— begin Selected excerpt —

The bottoms seem to fit great when I first put them on, they are long enough (I am 5’7″ and my inseam is 31″) and they don’t sit too low at the back or front either – in fact they come high enough that you feel you can comfortably tuck the top into them which I personally really enjoy on a blustery winter day – no gaps of exposed skin please! The same as the top the bottoms have just the right amount of a ‘hugging’ fit so that you feel they are a true base layer and sit right next to the skin but are not too tight. For my body shape I find this is not always as easy as it sounds. Having an athletic start by playing soccer for 15 years I have pretty meaty quads – disproportionate to my waist, so I often find pants to be either too tight in the legs or too baggy in the waist. Perhaps this good fit can be attributed to the Elastane Arcteryx use in this fabric.
One thing I found when I actually started moving in the bottoms though, mostly within the first 1km of the skin track is that somehow the waistband of the bottoms rides down in the back and does end up leaving me with that unwanted cold gap of skin – which is disappointing and also surprising given how well they seem to fit when I put them on at home in the morning. This is particularly annoying skiing as I wear the Arcteryx Theta SV bib shell pants and digging out my long-johns to pull them up is not a task that you can do subtly or even very effectively on the hill!

— end Selected excerpt —
— begin Records supplied —

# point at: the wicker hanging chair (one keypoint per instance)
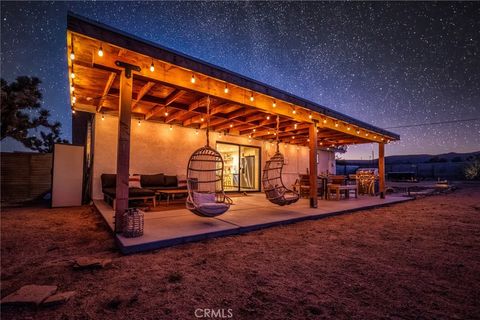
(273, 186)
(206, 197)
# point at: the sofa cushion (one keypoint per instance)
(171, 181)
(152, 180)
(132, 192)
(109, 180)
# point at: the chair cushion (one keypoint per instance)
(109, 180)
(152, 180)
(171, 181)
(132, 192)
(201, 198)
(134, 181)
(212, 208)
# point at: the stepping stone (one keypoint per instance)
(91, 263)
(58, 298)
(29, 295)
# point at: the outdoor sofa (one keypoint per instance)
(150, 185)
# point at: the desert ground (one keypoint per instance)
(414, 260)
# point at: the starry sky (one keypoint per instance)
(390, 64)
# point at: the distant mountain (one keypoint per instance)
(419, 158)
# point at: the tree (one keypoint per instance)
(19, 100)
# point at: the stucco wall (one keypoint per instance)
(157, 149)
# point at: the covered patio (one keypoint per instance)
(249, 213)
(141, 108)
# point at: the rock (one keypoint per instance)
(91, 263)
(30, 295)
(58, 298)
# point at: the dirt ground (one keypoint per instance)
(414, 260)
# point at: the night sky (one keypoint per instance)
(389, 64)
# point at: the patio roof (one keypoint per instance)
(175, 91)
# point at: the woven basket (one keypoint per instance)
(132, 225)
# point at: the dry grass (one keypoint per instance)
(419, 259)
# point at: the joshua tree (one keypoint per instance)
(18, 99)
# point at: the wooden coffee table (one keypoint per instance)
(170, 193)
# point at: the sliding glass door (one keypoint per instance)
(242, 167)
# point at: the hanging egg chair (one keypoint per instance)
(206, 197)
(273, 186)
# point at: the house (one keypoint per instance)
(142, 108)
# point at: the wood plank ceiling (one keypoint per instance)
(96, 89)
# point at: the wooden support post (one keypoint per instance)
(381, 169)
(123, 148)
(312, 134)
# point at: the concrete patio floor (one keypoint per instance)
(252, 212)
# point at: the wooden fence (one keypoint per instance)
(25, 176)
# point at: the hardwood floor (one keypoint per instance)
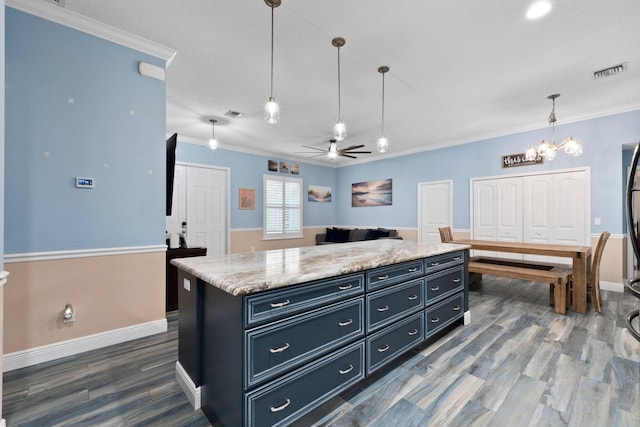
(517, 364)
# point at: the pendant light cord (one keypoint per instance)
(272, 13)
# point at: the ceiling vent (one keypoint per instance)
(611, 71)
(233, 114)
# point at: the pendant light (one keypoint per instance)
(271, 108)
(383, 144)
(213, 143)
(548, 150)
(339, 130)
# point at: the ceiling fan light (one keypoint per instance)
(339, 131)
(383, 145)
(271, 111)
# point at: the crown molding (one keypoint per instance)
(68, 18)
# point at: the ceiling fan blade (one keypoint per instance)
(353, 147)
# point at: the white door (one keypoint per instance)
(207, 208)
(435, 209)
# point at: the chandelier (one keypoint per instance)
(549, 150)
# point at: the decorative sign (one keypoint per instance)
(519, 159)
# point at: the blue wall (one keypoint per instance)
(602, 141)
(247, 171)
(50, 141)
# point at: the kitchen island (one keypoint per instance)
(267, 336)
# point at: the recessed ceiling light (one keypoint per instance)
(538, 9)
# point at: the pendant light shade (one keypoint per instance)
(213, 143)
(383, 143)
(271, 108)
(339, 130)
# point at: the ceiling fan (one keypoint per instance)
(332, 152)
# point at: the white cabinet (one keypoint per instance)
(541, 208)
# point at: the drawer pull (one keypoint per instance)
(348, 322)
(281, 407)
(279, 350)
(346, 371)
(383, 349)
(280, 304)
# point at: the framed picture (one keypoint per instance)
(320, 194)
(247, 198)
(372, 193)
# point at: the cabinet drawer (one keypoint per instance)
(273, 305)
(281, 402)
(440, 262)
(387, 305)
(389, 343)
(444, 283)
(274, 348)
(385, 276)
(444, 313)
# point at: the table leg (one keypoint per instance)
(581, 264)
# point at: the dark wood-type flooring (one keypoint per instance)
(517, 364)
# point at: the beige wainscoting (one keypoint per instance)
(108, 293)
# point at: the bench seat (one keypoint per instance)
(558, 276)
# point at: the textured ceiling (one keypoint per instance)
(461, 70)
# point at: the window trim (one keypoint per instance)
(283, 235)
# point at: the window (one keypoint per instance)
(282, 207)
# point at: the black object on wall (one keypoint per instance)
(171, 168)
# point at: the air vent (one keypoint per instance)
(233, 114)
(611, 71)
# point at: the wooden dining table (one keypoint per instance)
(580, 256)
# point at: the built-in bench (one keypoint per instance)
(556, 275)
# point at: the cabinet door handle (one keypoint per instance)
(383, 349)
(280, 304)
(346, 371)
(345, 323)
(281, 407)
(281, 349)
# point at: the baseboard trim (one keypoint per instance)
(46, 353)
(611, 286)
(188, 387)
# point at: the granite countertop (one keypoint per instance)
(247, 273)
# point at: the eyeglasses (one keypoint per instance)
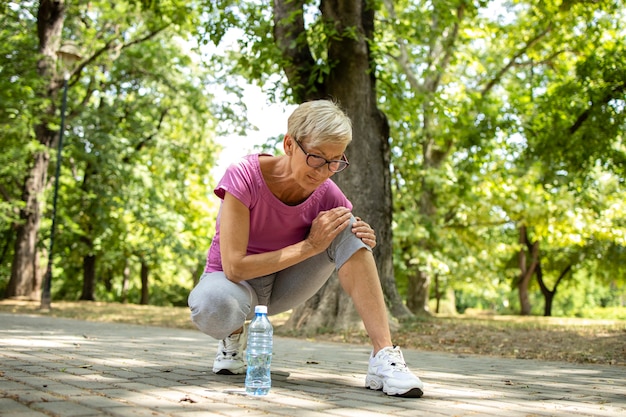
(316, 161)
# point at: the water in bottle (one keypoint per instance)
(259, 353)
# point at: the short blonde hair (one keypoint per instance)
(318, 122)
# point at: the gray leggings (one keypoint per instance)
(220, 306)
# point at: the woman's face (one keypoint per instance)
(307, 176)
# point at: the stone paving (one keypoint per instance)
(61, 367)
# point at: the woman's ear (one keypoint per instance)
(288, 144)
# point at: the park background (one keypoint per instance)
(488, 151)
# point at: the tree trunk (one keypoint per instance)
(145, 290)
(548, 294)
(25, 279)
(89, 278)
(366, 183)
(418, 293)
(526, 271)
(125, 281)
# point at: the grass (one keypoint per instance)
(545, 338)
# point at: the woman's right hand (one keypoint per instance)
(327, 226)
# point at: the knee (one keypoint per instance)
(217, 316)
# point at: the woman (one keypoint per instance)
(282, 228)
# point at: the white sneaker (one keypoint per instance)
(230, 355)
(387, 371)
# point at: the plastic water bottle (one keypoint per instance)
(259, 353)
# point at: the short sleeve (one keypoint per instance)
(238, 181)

— end Records supplied —

● Aim of the task
Render this sentence from the base-layer review into Spanish: "For my body shape I find this is not always as easy as it sounds." Draw only on the text when responding.

● The response
Para mi tipo de cuerpo, encuentro que esto no siempre es tan fácil como parece.